----- Source material -----

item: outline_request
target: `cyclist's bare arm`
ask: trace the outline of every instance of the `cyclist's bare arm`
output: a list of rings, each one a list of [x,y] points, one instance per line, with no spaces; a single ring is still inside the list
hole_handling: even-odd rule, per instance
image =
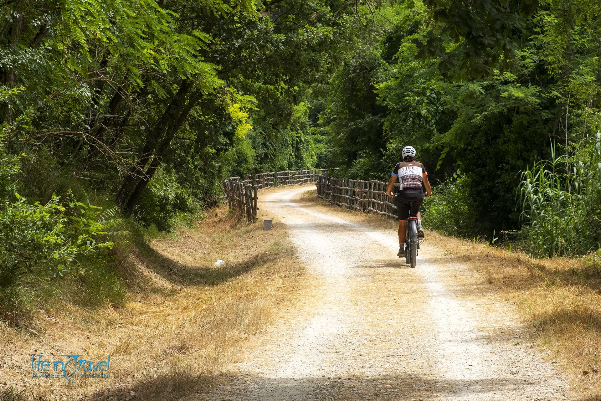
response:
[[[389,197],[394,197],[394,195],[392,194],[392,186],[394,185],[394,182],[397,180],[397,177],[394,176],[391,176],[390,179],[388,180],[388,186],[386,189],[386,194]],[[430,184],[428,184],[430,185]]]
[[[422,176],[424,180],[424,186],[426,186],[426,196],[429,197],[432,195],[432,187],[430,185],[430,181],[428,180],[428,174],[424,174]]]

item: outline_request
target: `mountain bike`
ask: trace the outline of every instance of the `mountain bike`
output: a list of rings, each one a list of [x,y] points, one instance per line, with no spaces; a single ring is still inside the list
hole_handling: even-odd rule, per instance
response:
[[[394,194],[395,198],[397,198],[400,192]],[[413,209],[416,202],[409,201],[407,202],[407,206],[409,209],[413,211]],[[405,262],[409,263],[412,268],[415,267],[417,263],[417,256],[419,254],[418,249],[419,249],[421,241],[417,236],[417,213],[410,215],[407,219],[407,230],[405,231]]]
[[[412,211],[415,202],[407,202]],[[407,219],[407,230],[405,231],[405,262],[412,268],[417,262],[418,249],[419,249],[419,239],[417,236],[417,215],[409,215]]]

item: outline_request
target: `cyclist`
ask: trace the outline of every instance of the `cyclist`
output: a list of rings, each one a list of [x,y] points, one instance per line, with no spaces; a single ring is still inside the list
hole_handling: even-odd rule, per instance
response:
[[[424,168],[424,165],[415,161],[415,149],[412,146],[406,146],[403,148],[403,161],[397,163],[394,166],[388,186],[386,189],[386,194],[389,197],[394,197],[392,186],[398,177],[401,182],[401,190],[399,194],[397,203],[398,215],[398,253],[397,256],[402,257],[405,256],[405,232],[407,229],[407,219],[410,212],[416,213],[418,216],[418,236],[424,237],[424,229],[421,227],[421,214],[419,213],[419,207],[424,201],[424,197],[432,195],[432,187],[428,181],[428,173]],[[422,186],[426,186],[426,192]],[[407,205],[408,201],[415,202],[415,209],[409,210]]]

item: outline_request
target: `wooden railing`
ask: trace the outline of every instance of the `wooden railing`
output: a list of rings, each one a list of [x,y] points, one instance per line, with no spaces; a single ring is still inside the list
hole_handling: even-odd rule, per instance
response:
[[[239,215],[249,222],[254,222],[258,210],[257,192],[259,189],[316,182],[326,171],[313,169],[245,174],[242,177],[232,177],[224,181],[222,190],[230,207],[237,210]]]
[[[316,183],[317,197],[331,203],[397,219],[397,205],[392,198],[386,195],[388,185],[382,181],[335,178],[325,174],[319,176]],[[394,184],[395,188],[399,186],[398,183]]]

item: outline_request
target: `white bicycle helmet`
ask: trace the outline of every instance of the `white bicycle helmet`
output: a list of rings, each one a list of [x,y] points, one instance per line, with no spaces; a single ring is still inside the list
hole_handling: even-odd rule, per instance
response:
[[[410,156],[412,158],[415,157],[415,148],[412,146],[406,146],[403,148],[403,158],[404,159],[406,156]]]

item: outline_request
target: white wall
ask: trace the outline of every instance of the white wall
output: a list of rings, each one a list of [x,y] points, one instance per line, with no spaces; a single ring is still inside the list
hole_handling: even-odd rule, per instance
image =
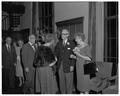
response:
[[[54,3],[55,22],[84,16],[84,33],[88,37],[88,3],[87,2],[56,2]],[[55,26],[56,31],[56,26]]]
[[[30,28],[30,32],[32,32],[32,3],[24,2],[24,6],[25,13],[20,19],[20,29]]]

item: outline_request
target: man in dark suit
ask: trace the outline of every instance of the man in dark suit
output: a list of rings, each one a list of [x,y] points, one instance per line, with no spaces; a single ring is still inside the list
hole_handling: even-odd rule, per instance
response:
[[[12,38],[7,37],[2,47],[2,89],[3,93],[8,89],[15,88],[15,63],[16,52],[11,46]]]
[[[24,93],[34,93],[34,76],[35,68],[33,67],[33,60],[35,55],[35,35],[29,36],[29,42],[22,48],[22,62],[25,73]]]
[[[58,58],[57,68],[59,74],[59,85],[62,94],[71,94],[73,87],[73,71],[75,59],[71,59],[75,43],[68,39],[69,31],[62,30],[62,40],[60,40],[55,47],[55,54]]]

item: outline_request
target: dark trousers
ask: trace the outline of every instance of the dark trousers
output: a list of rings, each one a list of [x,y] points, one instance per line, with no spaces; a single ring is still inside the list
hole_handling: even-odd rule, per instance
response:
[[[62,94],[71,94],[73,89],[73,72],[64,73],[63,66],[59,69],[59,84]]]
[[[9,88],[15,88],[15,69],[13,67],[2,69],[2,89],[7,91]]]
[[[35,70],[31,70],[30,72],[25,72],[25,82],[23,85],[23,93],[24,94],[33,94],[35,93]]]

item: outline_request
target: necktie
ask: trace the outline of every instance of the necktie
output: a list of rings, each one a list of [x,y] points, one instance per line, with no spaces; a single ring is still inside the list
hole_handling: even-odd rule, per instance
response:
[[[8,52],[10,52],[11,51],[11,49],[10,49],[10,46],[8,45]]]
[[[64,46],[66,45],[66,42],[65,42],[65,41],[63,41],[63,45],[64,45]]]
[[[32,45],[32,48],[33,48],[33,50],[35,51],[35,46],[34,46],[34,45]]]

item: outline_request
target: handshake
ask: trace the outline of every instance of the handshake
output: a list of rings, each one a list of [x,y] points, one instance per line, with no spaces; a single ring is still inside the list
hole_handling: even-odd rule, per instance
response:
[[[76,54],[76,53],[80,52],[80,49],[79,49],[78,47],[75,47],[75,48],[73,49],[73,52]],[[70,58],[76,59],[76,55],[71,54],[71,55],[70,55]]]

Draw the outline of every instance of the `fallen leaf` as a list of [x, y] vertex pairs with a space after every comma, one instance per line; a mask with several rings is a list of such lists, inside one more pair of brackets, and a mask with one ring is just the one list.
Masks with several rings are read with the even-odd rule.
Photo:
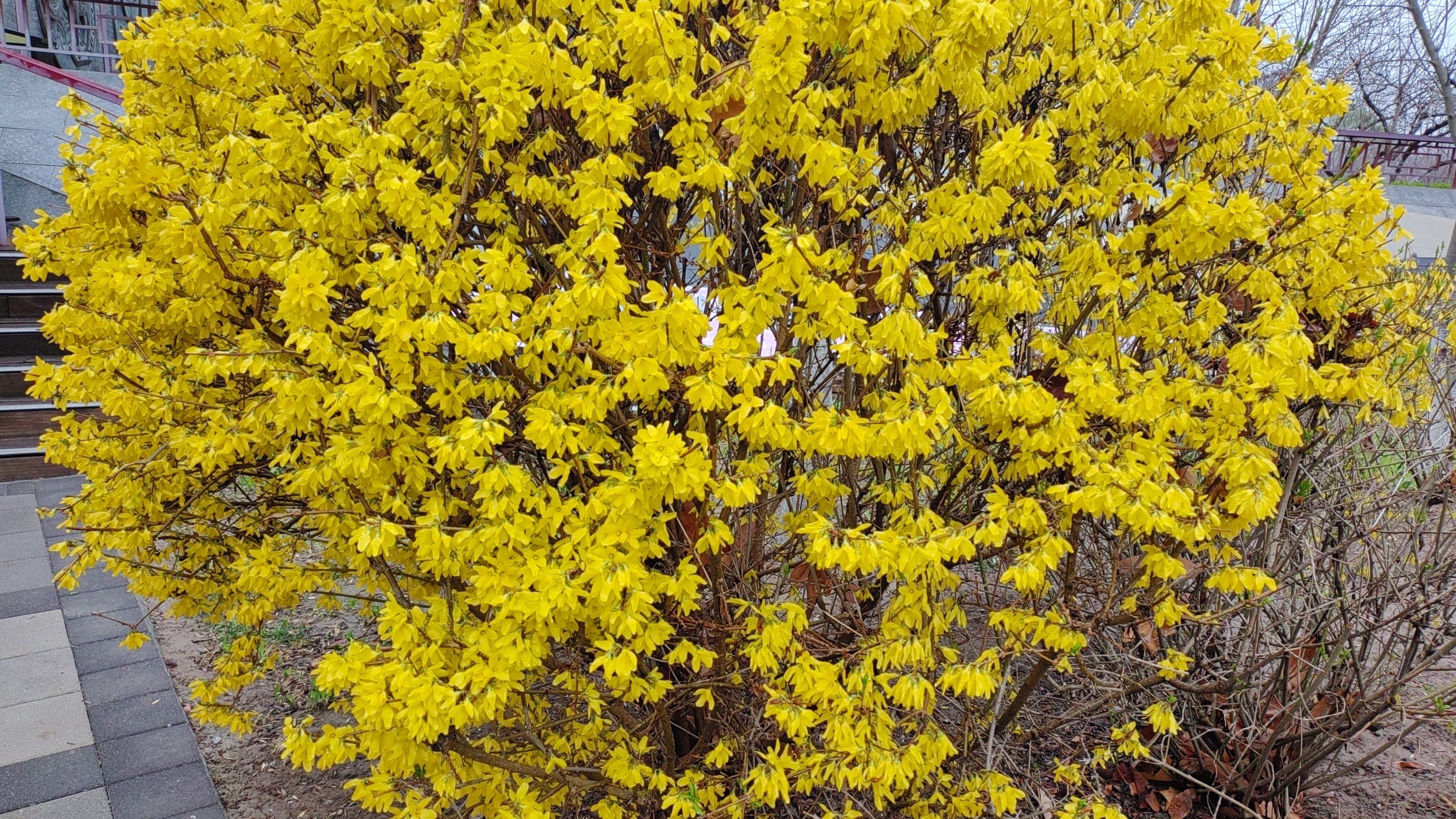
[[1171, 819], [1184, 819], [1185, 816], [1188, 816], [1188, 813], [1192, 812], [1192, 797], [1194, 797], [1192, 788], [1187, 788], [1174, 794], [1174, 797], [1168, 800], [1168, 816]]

-----

Transcribe the complete set of entries verbatim. No pictures belong in the copy.

**Written answer:**
item: outline_request
target: `cyclist's bare arm`
ask: trace the outline of every instance of the `cyclist's bare arm`
output: a list of rings, each one a list of [x,y] points, one instance per line, with no spaces; a single ring is still inside the list
hole_handling: even-odd rule, per instance
image =
response:
[[[389,197],[394,197],[394,195],[392,194],[392,186],[394,185],[394,182],[397,180],[397,177],[394,176],[391,176],[390,179],[388,180],[388,186],[386,189],[386,194]],[[430,184],[428,184],[430,185]]]
[[[422,176],[424,180],[424,186],[426,186],[426,196],[429,197],[432,195],[432,187],[430,185],[430,181],[428,180],[428,174],[424,174]]]

item: outline_request
target: `mountain bike`
ask: trace the outline of every instance of the `mountain bike`
output: a list of rings, each one a list of [x,y] points, one instance per line, with no spaces; a single ring is still inside the list
hole_handling: even-odd rule, per instance
response:
[[[394,194],[395,198],[397,198],[400,192]],[[413,209],[416,202],[409,201],[407,202],[407,206],[409,209],[413,211]],[[405,262],[409,263],[412,268],[415,267],[417,263],[417,256],[419,254],[418,249],[419,249],[421,241],[417,236],[417,213],[410,215],[407,219],[407,230],[405,231]]]
[[[412,211],[415,202],[407,202]],[[407,219],[407,230],[405,231],[405,262],[412,268],[417,262],[418,249],[419,249],[419,239],[417,236],[417,215],[409,215]]]

item: outline_request
target: `cyclist`
ask: trace the outline of every instance of the `cyclist`
output: a list of rings, each one a list of [x,y] points, one instance per line, with no spaces; a single ring is still inside the list
hole_handling: even-odd rule, per instance
response:
[[[424,168],[424,165],[415,161],[415,149],[412,146],[406,146],[403,148],[403,161],[397,163],[394,166],[388,186],[386,189],[386,194],[389,197],[394,197],[392,186],[398,177],[401,182],[401,190],[399,194],[397,203],[398,215],[398,253],[397,256],[402,257],[405,256],[405,232],[407,229],[407,219],[410,212],[416,213],[418,216],[418,236],[424,237],[424,229],[421,227],[421,214],[419,213],[419,207],[424,201],[424,197],[432,195],[432,187],[428,181],[428,173]],[[422,186],[426,186],[426,192]],[[407,205],[408,201],[415,202],[415,209],[409,210]]]

item: outline_request
target: `wooden railing`
ask: trace the outline of every instance of the `wooden railing`
output: a list of rings, each one a list of [x,y] points, one instance per line, with no spaces; a single ring is still inside the list
hole_handling: even-odd rule, per instance
response:
[[[239,215],[249,222],[254,222],[258,210],[257,192],[259,189],[316,182],[326,171],[313,169],[245,174],[242,177],[232,177],[224,181],[222,190],[230,207],[237,210]]]
[[[316,183],[317,197],[331,203],[397,219],[397,205],[392,198],[386,195],[388,185],[382,181],[335,178],[325,174],[319,176]],[[394,184],[395,188],[399,186],[398,183]]]

item: outline_request
target: `white bicycle helmet`
ask: trace the outline of every instance of the `white bicycle helmet`
output: a list of rings, each one a list of [x,y] points, one instance per line, with no spaces; a single ring is still inside the list
hole_handling: even-odd rule, per instance
response:
[[[410,156],[412,158],[415,157],[415,148],[412,146],[406,146],[403,148],[403,158],[404,159],[406,156]]]

item: outline_request
target: white wall
ask: trace the outline of every instance of the white wall
output: a list of rings, each one a list of [x,y] points, one instance per line, with no spaces; a single ring is still inside the list
hole_handling: even-odd rule, per instance
image =
response:
[[[54,3],[55,22],[84,16],[84,33],[88,37],[88,3],[87,2],[56,2]],[[55,26],[56,31],[56,26]]]
[[[30,28],[30,32],[32,32],[32,3],[24,2],[24,6],[25,13],[20,19],[20,29]]]

item: outline_request
target: man in dark suit
ask: trace the outline of every instance of the man in dark suit
output: a list of rings, each one a list of [x,y] points, one instance per line, with no spaces; a single ring is still inside the list
hole_handling: even-odd rule, per instance
response:
[[[12,38],[7,37],[2,47],[2,89],[3,93],[8,89],[15,88],[15,63],[16,52],[11,46]]]
[[[24,93],[34,93],[34,76],[35,68],[33,67],[33,60],[35,55],[35,35],[29,36],[29,42],[22,48],[22,62],[25,73]]]
[[[58,58],[57,68],[59,74],[59,85],[62,94],[71,94],[73,87],[73,71],[75,59],[71,59],[75,43],[68,39],[69,31],[62,30],[62,40],[60,40],[55,47],[55,54]]]

item: outline_request
target: dark trousers
ask: trace the outline of every instance of the dark trousers
output: a list of rings, each one a list of [x,y] points, one instance per line, with no spaces; a single ring is still inside the list
hole_handling: even-odd rule, per instance
response:
[[[62,94],[71,94],[73,89],[73,72],[64,73],[63,66],[59,69],[59,84]]]
[[[9,88],[15,88],[15,69],[13,67],[2,69],[2,89],[7,91]]]
[[[35,70],[31,70],[30,72],[25,72],[25,82],[23,85],[23,93],[24,94],[33,94],[35,93]]]

item: outline_request
target: necktie
ask: trace the outline of every instance of the necktie
output: a list of rings, each one a list of [x,y] points, one instance per line, with no spaces; a single ring is still inside the list
hole_handling: even-odd rule, per instance
response:
[[[8,52],[10,52],[11,51],[11,49],[10,49],[10,46],[8,45]]]
[[[64,46],[66,45],[66,42],[65,42],[65,41],[63,41],[63,45],[64,45]]]
[[[32,45],[32,48],[33,48],[33,50],[35,51],[35,46],[34,46],[34,45]]]

item: outline_request
target: handshake
ask: trace the outline of every instance of the handshake
output: a list of rings, each one a list of [x,y] points, one instance per line, with no spaces; a single ring is still inside the list
hole_handling: even-odd rule, per instance
response:
[[[76,54],[76,53],[80,52],[80,49],[79,49],[78,47],[75,47],[75,48],[73,49],[73,52]],[[70,58],[76,59],[76,55],[71,54],[71,55],[70,55]]]

Draw the outline of every instance of the `fallen leaf` as a list of [x, y] vertex pairs with a space after every comma, one instance per line; a mask with several rings is a list of such lists, inside one more pair of brackets, and a mask with one ring is just the one list.
Masks with several rings are read with the even-odd rule.
Photo:
[[1171, 819], [1184, 819], [1185, 816], [1188, 816], [1188, 813], [1192, 812], [1192, 797], [1194, 797], [1192, 788], [1187, 788], [1174, 794], [1174, 797], [1168, 800], [1168, 816]]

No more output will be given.